◆ CONSIGNE ◆
Renvoyez à l'identique le passage du texte ci-dessous consacré à la Cité internationale universitaire de Paris qui s'ouvre sur les mots contenant « La Cité internationale universitaire » et se clôt sur « Sared Ramirez, cinéaste-photographe. ».

◆ BLOC DE TEXTE ◆
-------------------------
La Cité internationale universitaire de Paris, créée en 1925, est un campus unique au monde. Elle accueille, chaque année, 12 000 étudiants, chercheurs et artistes de 150 nationalités. Pour célébrer son centenaire : arts numériques, expositions, conférences, projections et visites guidées, concerts sont ouverts au public. À l’occasion de la programmation du centenaire de la Cité internationale, nous recevons Sared Ramirez, ancienne résidente.
Cet artiste investit l’intimité des chambres étudiantes du campus avec une exposition intitulée « Nos chambres ». Pour cette cinéaste-photographe mexicaine, installée à Paris, la Cité est un véritable creuset de créativité, d’échanges et d’inspiration. Un espace catalyseur de projets artistiques et de rencontres humaines.
Je pense que la création est une pratique essentielle pour moi. Je l’ai confirmé ici.
Sared Ramirez, cinéaste-photographe.
-------------------------
◆ CONTENU DU LISTING ◆
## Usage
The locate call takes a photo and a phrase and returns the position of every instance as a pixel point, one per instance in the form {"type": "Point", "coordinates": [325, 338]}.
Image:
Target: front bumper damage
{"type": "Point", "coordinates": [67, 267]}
-------------------------
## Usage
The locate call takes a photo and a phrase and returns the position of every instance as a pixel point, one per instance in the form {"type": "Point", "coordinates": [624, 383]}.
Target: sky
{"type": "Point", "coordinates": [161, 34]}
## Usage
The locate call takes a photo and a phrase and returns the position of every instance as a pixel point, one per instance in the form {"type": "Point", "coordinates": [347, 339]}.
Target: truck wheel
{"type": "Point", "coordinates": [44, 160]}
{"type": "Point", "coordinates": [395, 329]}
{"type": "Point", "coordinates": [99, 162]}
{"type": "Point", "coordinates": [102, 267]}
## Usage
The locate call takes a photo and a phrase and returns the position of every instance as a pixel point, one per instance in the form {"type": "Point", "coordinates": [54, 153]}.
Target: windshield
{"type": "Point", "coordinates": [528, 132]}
-------------------------
◆ RÉPONSE ◆
La Cité internationale universitaire de Paris, créée en 1925, est un campus unique au monde. Elle accueille, chaque année, 12 000 étudiants, chercheurs et artistes de 150 nationalités. Pour célébrer son centenaire : arts numériques, expositions, conférences, projections et visites guidées, concerts sont ouverts au public. À l’occasion de la programmation du centenaire de la Cité internationale, nous recevons Sared Ramirez, ancienne résidente.
Cet artiste investit l’intimité des chambres étudiantes du campus avec une exposition intitulée « Nos chambres ». Pour cette cinéaste-photographe mexicaine, installée à Paris, la Cité est un véritable creuset de créativité, d’échanges et d’inspiration. Un espace catalyseur de projets artistiques et de rencontres humaines.
Je pense que la création est une pratique essentielle pour moi. Je l’ai confirmé ici.
Sared Ramirez, cinéaste-photographe.